**EXCERPTED TEXT:**
________

- Born: John Weaver Jordan 1947 or 1948 (age 78–79)^{[citation needed]} Kansas City, Missouri, US
- Education: University of Notre Dame Columbia University
- Occupations: businessman and investor
- Known for: founder of the Jordan Company
- Spouse: Patricia Johnson (divorced)
- Children: 5

= Jay W. Jordan II =

American businessman

John Weaver "Jay" Jordan II is an American businessman and investor, the chairman and founder of the Jordan Company (TJC), a private equity firm.

==Career==
Jordan spent the first nine years of his career working for the merchant bank Carl Marks & Co., Inc.

Jordan founded TJC in 1982. He invests in manufacturing companies, and follows a broadly similar strategy to that of Warren Buffett.

________

**ENTRIES SUPPLIED:**
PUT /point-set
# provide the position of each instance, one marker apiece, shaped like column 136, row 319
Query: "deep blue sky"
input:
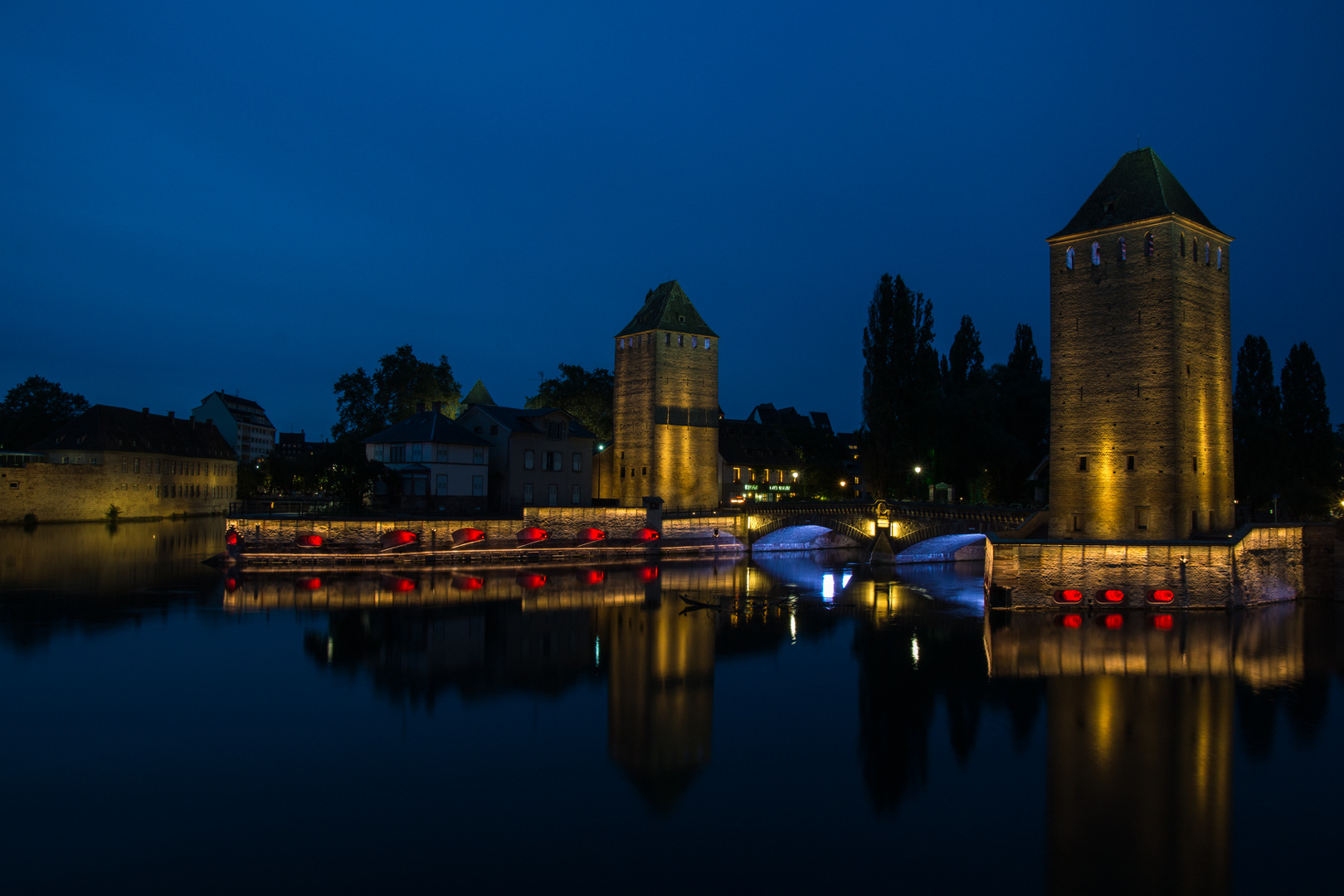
column 260, row 197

________

Pick up the Jay W. Jordan II biography after its final sentence and carry it forward.

**OUTPUT FOR THIS EXERCISE:**
He is a director of Gulfstream Services, Worldwide Clinical Trials, Young Innovations, Lyric Opera and the Art Institute of Chicago. He is a trustee of the University of Notre Dame.

==Personal life==
He lives in Deerfield, Illinois, and Amagansett, Long Island, New York.

Jordan was married to Patricia Johnson, daughter of Mr and Mrs Horace L. Johnson Jr. of Overland Park, Kansas, and they divorced before 1992. In 1992, Patricia Johnson Jordan, 43, married Dr. Vincent John Vigorita, son of Pauline S. Vigorita of East Hampton, New York, and the late Dr. John L. Vigorita.